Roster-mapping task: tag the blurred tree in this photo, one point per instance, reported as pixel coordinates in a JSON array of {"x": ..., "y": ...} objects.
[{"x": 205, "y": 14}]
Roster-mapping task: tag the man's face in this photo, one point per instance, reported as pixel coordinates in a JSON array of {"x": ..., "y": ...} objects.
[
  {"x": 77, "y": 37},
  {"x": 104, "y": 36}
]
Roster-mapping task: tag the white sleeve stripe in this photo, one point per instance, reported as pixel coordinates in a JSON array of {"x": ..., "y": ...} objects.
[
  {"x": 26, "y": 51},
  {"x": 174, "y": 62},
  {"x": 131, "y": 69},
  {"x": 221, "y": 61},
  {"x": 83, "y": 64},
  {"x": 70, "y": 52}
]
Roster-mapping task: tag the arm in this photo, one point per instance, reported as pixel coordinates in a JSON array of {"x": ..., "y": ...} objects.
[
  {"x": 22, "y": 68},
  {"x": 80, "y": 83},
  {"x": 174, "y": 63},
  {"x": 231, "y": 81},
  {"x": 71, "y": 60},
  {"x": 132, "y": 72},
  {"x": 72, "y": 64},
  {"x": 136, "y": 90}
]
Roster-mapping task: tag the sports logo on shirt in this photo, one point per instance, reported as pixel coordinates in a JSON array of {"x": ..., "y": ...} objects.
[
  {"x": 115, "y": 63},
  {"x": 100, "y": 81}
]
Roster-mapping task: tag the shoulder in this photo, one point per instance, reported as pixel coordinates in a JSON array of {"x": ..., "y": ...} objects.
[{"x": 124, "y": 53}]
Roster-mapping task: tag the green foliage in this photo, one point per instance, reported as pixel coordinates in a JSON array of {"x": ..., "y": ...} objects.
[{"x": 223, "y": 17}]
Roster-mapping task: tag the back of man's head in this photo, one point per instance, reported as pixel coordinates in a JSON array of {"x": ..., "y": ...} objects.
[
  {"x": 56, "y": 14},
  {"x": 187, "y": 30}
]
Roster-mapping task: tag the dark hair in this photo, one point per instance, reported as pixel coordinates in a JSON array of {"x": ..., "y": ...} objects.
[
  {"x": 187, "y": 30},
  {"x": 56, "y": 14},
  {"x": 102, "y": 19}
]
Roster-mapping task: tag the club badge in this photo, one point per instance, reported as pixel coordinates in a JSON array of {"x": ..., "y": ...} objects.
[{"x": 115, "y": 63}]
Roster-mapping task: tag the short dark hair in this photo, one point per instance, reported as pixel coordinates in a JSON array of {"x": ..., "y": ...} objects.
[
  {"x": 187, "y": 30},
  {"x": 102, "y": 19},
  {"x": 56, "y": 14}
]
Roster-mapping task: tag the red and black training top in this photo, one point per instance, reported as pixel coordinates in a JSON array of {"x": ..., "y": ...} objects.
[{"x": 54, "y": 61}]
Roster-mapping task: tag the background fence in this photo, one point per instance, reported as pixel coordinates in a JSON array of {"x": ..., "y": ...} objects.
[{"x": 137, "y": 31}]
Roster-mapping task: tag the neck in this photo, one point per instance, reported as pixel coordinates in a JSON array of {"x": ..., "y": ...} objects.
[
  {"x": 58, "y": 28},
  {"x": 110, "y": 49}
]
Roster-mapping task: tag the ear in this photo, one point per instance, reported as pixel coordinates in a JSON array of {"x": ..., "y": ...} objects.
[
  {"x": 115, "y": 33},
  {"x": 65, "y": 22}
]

What to do:
Your task is to reproduce exactly the lines that begin at the line containing "Roster-mapping task: tag the ear" and end at the final line of the data above.

Result:
Roster-mapping task: tag the ear in this photo, one point per instance, reported as pixel coordinates in a JSON array of {"x": ..., "y": ...} objects.
[
  {"x": 115, "y": 33},
  {"x": 65, "y": 22}
]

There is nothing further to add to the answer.